━━━ Supplied records
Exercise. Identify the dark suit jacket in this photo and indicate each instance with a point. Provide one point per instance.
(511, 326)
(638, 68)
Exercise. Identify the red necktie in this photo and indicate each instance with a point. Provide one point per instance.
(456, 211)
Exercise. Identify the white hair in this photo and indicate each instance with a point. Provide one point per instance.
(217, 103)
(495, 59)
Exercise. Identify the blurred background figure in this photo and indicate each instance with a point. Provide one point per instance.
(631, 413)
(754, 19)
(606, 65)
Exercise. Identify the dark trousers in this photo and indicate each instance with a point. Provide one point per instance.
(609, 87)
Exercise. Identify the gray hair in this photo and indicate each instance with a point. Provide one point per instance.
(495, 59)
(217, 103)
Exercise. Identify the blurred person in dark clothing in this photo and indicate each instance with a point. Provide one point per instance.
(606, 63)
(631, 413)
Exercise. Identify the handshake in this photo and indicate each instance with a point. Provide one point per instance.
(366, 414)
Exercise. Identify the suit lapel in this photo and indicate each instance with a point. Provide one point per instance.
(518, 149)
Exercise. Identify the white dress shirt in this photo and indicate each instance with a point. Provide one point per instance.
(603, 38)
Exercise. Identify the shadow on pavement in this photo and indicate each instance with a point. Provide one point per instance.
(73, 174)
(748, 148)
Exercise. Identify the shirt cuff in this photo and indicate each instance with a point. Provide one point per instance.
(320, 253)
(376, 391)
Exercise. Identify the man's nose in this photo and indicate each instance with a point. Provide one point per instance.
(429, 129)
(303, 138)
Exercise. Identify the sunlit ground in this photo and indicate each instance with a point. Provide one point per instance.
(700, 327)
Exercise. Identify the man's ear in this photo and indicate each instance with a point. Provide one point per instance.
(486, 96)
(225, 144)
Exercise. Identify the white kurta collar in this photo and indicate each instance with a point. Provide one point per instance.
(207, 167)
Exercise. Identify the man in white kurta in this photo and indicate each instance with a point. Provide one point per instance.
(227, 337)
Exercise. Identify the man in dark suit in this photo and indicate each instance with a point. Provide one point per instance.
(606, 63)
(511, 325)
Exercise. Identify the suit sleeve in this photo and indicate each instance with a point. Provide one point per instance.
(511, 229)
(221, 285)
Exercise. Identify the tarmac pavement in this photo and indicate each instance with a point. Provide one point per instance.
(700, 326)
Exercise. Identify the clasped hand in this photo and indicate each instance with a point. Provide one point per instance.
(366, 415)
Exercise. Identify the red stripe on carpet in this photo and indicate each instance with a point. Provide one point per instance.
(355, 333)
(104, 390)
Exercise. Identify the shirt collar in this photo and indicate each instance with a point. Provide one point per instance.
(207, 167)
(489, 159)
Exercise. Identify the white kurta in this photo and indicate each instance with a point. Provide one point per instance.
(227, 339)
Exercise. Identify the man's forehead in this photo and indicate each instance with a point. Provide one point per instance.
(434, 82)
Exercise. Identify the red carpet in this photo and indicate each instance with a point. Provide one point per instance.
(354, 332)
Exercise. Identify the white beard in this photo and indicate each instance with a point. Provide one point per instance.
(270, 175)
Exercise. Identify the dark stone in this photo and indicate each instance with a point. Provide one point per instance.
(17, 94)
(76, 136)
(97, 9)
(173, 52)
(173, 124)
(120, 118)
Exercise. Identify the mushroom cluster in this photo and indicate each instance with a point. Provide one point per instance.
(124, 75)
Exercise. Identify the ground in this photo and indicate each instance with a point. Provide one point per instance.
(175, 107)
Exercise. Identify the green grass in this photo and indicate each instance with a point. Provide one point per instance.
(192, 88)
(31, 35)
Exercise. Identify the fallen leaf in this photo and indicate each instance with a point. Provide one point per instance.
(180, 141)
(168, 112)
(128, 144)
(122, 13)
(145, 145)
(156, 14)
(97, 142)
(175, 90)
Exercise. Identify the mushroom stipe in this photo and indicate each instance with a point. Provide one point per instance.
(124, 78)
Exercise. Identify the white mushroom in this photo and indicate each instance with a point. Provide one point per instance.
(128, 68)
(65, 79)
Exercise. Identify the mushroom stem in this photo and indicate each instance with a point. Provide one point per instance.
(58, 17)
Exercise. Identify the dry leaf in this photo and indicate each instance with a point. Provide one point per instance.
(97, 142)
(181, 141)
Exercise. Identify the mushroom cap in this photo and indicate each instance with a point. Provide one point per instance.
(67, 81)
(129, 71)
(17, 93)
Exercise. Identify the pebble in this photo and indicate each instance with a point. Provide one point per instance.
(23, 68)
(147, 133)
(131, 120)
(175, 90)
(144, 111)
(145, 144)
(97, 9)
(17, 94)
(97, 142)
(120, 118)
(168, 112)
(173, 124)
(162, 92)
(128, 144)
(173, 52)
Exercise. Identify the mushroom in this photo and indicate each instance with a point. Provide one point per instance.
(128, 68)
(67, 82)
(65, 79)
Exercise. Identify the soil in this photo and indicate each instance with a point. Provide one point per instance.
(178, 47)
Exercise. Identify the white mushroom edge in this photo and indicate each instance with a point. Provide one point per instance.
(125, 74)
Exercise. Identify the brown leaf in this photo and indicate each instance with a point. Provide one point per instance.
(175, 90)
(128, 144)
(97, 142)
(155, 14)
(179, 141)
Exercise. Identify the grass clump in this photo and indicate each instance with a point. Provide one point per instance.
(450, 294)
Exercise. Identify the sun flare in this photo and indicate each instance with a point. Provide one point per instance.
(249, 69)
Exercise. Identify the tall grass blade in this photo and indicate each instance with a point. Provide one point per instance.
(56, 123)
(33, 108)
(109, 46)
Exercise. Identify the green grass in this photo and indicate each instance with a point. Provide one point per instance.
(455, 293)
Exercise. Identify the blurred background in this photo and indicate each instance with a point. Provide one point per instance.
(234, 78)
━━━━━━
▶ What is expected:
Could you give the data again, word for word?

▶ Exercise answer:
Exercise. Identify the dark suit jacket in this photo and indicate each instance with a point. Provide one point per instance.
(511, 326)
(638, 68)
Exercise. Identify the red necktie in this photo and indicate each instance with a point. Provide one point per instance.
(456, 211)
Exercise. Identify the white hair in this photo and indicate each instance with a point. Provide one point per instance.
(217, 103)
(495, 59)
Exercise. Identify the blurred background figure in this photo and indicate each instance with a point. Provide one point per instance.
(631, 413)
(754, 19)
(606, 65)
Exercise. Identify the dark trousers in this photo and indicate each instance with a point. Provide one point per instance.
(609, 87)
Exercise. Identify the gray hair in this photo and indicate each instance with a point. Provide one point per instance.
(495, 59)
(217, 103)
Exercise. Identify the blurred person in dark clothing in this photo and indicate each instance with a point. Provide one point per instance.
(606, 63)
(631, 413)
Exercise. Identify the handshake in this photo and indicate each instance with a point. Provide one point per instance.
(366, 414)
Exercise. Identify the suit lapel in this photo and indicate each instance with a point. Provide one point per instance.
(518, 149)
Exercise. Identify the white dress shirt in this photo and indicate each instance with a point. Provide one point per instance.
(603, 38)
Exercise. Identify the shadow on pavement in this photo and indicate each instance with a point. Provide one point per instance.
(73, 174)
(748, 148)
Exercise. Identify the shirt cuff in this photo and indicate each instance with a point. Provide one point per instance.
(320, 253)
(376, 391)
Exercise. Identify the man's nose in this photo and indicate each instance with a point. Provide one point per instance.
(429, 129)
(303, 138)
Exercise. Identify the sunlit ground in this photo and indicate each instance with a point. Provide one point per instance.
(700, 327)
Exercise. Identify the man's ear in this photo and indicate each instance with a point. Provide one point per instance.
(486, 96)
(225, 144)
Exercise. Identify the white kurta collar in this photo and indicate each instance with a point. Provide one point per instance.
(207, 167)
Exercise. Identify the man in white kurta in this photo and indicate each instance with a point. Provide one point per instance.
(227, 337)
Exercise. Identify the man in dark suit in this photo and indicate each instance with a point. Provide one point per instance.
(606, 63)
(511, 325)
Exercise. Identify the suit sleeve in this photo and indicate each instance with a point. Provide one point per instance.
(511, 229)
(221, 285)
Exercise. Identify the tarmac pavement in this photo and indicate each instance with a point. Provide one point per instance.
(700, 326)
Exercise. Identify the clasped hand in this photo and indicate each instance with a point. Provide one point per instance.
(366, 415)
Exercise. Identify the red stripe on carpet in this photo and indicate each instance with a point. Provide one point per instance.
(355, 333)
(104, 390)
Exercise. Identify the shirt collar in this photo and indicate each instance with a point. Provide one point per instance.
(207, 167)
(489, 159)
Exercise. Identify the white kurta in this photo and indicate each instance with a point. Provide one point per instance.
(227, 339)
Exercise. Identify the man's forehead in this photo and indicate each instance with a point. Provide one point per instance.
(434, 82)
Exercise. Identify the red carpet in this photo and indicate each instance with a point. Provide one point per instance.
(354, 332)
Exercise. Identify the white beard in this photo and indicate each instance with a point. Provide one point per instance.
(270, 175)
Exercise. Identify the dark stone in this photo and indicate each instance with a point. Provide one point per instance.
(17, 94)
(76, 136)
(97, 9)
(173, 52)
(173, 124)
(120, 118)
Exercise. Identify the mushroom cluster in this photo and indicate each instance with a point. Provide one point per instance.
(124, 75)
Exercise. Identify the ground in this photo and indicate each instance with a point. Provide one point per instance.
(175, 107)
Exercise. Identify the green grass in this photo and indicate each instance with a point. Provide one point per instance.
(192, 88)
(31, 35)
Exercise. Identify the fallen leaf in this photo and indicate each instance with a point. Provide one point per instance.
(180, 141)
(168, 112)
(128, 144)
(122, 13)
(145, 145)
(156, 14)
(97, 142)
(175, 90)
Exercise. Identify the mushroom stipe in this photo and indicate each instance with a point. Provide one point per instance.
(124, 78)
Exercise. Identify the white mushroom in this photo and indicate each instance with a point. Provide one point per instance.
(128, 68)
(65, 79)
Exercise. Identify the mushroom stem in this photo and indicate each instance with a point. Provide one point per instance.
(58, 17)
Exercise. Identify the dry leaf in this photo and indicate each instance with a point. Provide one point per instance.
(97, 142)
(181, 141)
Exercise. Identify the mushroom cap in this photo and indicate each instance with a point. Provide one point per instance.
(67, 81)
(129, 71)
(17, 93)
Exercise. Identify the pebble in this photo and indicate each instance with a point. Provide one point per instance.
(23, 68)
(147, 133)
(131, 120)
(175, 90)
(144, 111)
(145, 144)
(97, 9)
(17, 94)
(97, 142)
(120, 118)
(168, 112)
(173, 124)
(162, 92)
(128, 144)
(173, 52)
Exercise. Identify the mushroom in this photo and indicate each instance with a point. Provide one point per instance.
(128, 68)
(67, 82)
(65, 79)
Exercise. Identify the soil in this photo and indicate each instance with a point. Provide one point per instance.
(178, 47)
Exercise. Identify the white mushroom edge in this photo and indicate each instance with a point. Provide one point per instance.
(125, 74)
Exercise. Identify the brown leaf in this photo and indicate each instance with a point. Provide one point per instance.
(175, 90)
(128, 144)
(97, 142)
(155, 14)
(179, 141)
Exercise. Identify the grass clump in this photo and indicate each instance with a point. Provide one point per instance.
(450, 294)
Exercise. Identify the sun flare in this photo and indicate each instance with a point. Provide one point per instance.
(249, 69)
Exercise. Identify the tall grass blade in this photo and indicate each instance with a point. Provide one point per instance.
(56, 123)
(33, 108)
(109, 46)
Exercise. Identify the green grass in this photo and indicate each instance with a point. Provide one point per instance.
(455, 293)
Exercise. Identify the blurred background in this photo and indicate each instance with a point. Provide one point per instance.
(234, 78)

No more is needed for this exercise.